The earliest archaeological records of peas date from the neolithic era, in what is now Syria, Turkey and Jordon.  They were in Egypt 4400 BC, and in India by 2250 BC.

Pea tendrils are also edible—use them for cooking and in salads.

In Norse mythology, Thor gave peas (delivered via dragons) to humans as punishment.  The intent was to foul the wells, but the dragons let a few peas land on the fertile ground, giving mortals a tasty new food.  To appease the angry Thor, peas were dedicated to him and eaten only on his day, Thursday.

Peas should be eaten as soon as possible after harvest.  If kept at room termperature after picking, up to 40% of the sugar is converted to starch within a few hours.  The process slows down when refrigerated, but they still should be eaten within 2 to 3 days.

Just ¾ cup of peas contains more protein than a whole egg or a tablespoon of peanut butter!

Peas were only consumed after drying until the young, tender peas were presented to Louis XIV in France in 1660. They became a much sought-after delicacy.  French aristocrat Mme de Sevigné wrote, in 1696, that fresh peas were "a fashion, a fury."

Peapods are botanically speaking, a fruit.

Gregor Mendel, the founder of modern genetics, discovered his groundbreaking genetic laws by studying pea plants.

I eat my peas with honey, I've done it all my life, It makes the peas taste funny, But it keeps them on the knife—Ogden Nash

Pea plants can self-pollinate.

Sow peas directly outside in the garden, 6 to 8 weeks before the last spring frost.  Be sure to give them something to climb, or they will fall over as the pods grow.

◆ ◆ ◆ ◆ ◆

§ **EXERCISE GOAL**
Rewrite the stretch of the pea facts from "I eat my peas" through "plants can self-pollinate.", putting "mustard" in place of "honey".

◆ ◆ ◆ ◆ ◆

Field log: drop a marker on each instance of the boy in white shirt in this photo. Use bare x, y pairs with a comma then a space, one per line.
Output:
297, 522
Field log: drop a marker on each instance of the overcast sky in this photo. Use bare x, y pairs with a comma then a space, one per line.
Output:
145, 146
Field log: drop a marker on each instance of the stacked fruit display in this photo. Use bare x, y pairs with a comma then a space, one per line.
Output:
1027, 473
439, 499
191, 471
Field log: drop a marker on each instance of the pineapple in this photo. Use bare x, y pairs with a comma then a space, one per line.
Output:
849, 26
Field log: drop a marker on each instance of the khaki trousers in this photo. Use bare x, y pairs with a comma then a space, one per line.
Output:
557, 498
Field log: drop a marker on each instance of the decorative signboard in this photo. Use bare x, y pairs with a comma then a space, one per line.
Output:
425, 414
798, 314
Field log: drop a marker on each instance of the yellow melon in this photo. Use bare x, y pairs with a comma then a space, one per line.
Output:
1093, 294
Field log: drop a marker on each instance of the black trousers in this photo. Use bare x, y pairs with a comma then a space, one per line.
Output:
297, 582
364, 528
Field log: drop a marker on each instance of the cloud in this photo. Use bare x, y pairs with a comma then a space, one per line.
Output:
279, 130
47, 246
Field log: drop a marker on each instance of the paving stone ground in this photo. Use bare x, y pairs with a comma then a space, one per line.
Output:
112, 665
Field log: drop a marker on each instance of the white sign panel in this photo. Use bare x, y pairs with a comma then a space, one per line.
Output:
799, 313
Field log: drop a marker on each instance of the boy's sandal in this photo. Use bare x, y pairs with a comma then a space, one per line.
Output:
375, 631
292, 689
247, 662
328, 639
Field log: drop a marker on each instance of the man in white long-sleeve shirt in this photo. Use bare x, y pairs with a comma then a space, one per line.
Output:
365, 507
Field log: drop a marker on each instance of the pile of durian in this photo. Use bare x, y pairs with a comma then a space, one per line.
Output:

◆ ◆ ◆ ◆ ◆

§ **REPLY TO THE EXERCISE**
I eat my peas with mustard, I've done it all my life, It makes the peas taste funny, But it keeps them on the knife—Ogden Nash

Pea plants can self-pollinate.